begin RAW RECORDS

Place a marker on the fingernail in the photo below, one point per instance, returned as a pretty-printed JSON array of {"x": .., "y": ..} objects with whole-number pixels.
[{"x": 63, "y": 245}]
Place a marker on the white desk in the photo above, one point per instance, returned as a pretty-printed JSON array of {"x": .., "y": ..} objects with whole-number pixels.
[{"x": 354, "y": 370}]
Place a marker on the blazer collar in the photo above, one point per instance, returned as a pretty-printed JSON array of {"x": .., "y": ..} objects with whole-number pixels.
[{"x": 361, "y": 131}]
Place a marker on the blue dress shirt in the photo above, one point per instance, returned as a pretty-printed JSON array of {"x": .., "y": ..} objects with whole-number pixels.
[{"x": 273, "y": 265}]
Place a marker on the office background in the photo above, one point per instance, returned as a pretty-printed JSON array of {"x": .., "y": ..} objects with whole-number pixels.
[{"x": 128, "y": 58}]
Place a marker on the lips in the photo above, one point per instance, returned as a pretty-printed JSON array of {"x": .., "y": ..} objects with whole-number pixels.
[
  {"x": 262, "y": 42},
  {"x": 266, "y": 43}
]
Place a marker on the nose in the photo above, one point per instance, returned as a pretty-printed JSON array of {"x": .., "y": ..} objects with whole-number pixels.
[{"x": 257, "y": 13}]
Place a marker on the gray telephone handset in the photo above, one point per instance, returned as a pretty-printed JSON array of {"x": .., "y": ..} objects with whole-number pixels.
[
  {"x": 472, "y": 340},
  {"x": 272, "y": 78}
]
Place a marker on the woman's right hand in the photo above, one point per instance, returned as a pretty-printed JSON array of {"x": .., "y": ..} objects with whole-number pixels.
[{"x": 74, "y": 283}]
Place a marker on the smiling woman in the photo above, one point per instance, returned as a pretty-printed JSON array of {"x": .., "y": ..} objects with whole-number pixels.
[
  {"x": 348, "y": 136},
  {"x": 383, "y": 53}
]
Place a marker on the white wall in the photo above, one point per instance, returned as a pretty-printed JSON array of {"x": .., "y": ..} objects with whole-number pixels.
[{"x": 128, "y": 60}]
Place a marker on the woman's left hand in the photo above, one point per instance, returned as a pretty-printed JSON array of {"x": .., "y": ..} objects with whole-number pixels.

end RAW RECORDS

TO DO:
Copy the records above exactly.

FULL SOLUTION:
Place a marker on the fingernail in the photo below, one point per instance, returned as a pretty-printed JSON array of {"x": .., "y": ..} objects with whole-number pixels.
[{"x": 63, "y": 245}]
Place a marker on the white desk in the photo above, one point per instance, returned as a pretty-printed JSON array of {"x": .., "y": ..} objects with whole-number pixels.
[{"x": 354, "y": 370}]
Place a marker on the blazer collar in the photo above, one point per instance, returned as a pretty-printed JSON array of {"x": .., "y": ..} objects with whole-number pixels.
[{"x": 361, "y": 131}]
Place a marker on the blue dress shirt in the photo above, one point per instance, returned as a pretty-printed JSON array of {"x": .., "y": ..} objects with whole-number pixels.
[{"x": 273, "y": 265}]
Place a marker on the office background in the photo above, one point per instance, returned as a pretty-printed JSON array of {"x": .., "y": ..} objects with whole-number pixels.
[{"x": 128, "y": 58}]
Place a marker on the lips in the photo above, one point per instance, returned as a pretty-printed JSON array of {"x": .., "y": ..} objects with whole-number pixels.
[
  {"x": 262, "y": 42},
  {"x": 266, "y": 43}
]
Place a marker on the nose in the photo above, one point per instance, returned as a pretty-printed JSON array of {"x": .., "y": ..} objects with whole-number pixels.
[{"x": 257, "y": 13}]
Place a marker on the gray telephone handset in the photo above, one point per instance, returned as a pretty-printed JSON array of {"x": .., "y": ..} objects with whole-number pixels.
[
  {"x": 472, "y": 340},
  {"x": 272, "y": 78}
]
Place a marker on the woman's right hand in the photo above, one point per instance, returned as a pretty-printed JSON array of {"x": .., "y": ..} objects with whole-number pixels.
[{"x": 74, "y": 283}]
Place a marker on the smiling woman in the photo above, one point per instance, returned as a pretty-printed JSON array of {"x": .., "y": ..} objects with whole-number pixels.
[
  {"x": 348, "y": 136},
  {"x": 383, "y": 53}
]
Place a marker on the white wall in the photo above, one point per instance, returned as a pretty-printed JSON array of {"x": .., "y": ..} objects with whole-number pixels.
[{"x": 128, "y": 60}]
Place a marker on the woman's left hand in the photo above, one point per instance, returned as a pretty-printed JSON array of {"x": .., "y": ..} objects with whole-number pixels.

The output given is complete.